■ **Your task**: What to return is the tail of the data, from the line that contains "Target: boy's hand" down to the last line, copied exactly.

■ **Data excerpts**:
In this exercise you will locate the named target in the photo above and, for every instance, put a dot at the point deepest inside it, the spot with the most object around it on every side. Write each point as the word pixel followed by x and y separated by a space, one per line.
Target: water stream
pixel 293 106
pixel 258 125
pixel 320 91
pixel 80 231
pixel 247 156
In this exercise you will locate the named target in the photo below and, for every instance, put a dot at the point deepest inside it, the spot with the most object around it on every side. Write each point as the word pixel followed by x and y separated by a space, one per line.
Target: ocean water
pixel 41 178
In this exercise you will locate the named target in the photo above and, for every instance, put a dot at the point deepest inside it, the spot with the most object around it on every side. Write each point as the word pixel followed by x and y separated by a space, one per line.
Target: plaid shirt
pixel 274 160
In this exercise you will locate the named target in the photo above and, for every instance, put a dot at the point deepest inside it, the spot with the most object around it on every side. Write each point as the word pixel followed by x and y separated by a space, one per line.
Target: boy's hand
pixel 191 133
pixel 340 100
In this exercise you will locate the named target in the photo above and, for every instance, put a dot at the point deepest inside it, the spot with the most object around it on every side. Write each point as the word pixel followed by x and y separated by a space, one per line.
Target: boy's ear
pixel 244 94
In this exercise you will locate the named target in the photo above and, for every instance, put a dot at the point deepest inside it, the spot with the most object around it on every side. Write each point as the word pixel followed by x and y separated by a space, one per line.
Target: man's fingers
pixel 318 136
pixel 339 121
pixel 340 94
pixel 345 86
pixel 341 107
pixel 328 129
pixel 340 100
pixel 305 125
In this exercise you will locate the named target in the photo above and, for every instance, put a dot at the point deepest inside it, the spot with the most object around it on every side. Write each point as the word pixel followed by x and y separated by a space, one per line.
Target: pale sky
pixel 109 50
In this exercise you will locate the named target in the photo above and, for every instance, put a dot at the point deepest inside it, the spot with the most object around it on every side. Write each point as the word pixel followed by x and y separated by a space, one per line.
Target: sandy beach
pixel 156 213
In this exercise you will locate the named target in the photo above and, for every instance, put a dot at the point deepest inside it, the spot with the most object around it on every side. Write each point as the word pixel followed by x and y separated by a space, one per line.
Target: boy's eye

■ **Reply to the task**:
Target: boy's hand
pixel 191 133
pixel 340 100
In this exercise you will locate the named target in the photo above and, for every instance, put a dot at the point deepest inside it, the spot with the most object around it on every side. Write each point as the word pixel followed by x and y separated by a space, one per line.
Target: boy's ear
pixel 244 94
In this exercise you will locate the named target in the photo above and, for every instance, put a dot at the point deepest inside it, the spot with the most object around it on every side. Write each point as the word pixel followed by x and y separated by a space, one per line.
Target: man's fingers
pixel 318 136
pixel 339 121
pixel 340 94
pixel 345 86
pixel 341 107
pixel 328 129
pixel 340 100
pixel 305 125
In this exercise you will locate the named target in the photo above and, for every instance, put a dot at the point deepest inside it, the spot with the most object around it on every side. Write each point as the word pixel followed by x and y separated by a space, one per line.
Target: pale sky
pixel 109 50
In this exercise you will locate the named target in the photo above and, for every instance, put a dot at the point deepest inside it, the spot with the most object around it on every side. Write each point as the word pixel followed by x and y separated by a space, one per line.
Target: sandy beach
pixel 156 213
In this exercise you will locate the named target in the photo above and, for every instance, put a dot at the point deepest inside it, the spot with the most object around it on every side. Write each point as the word pixel followed by x and y separated by a space, one per line.
Target: boy's eye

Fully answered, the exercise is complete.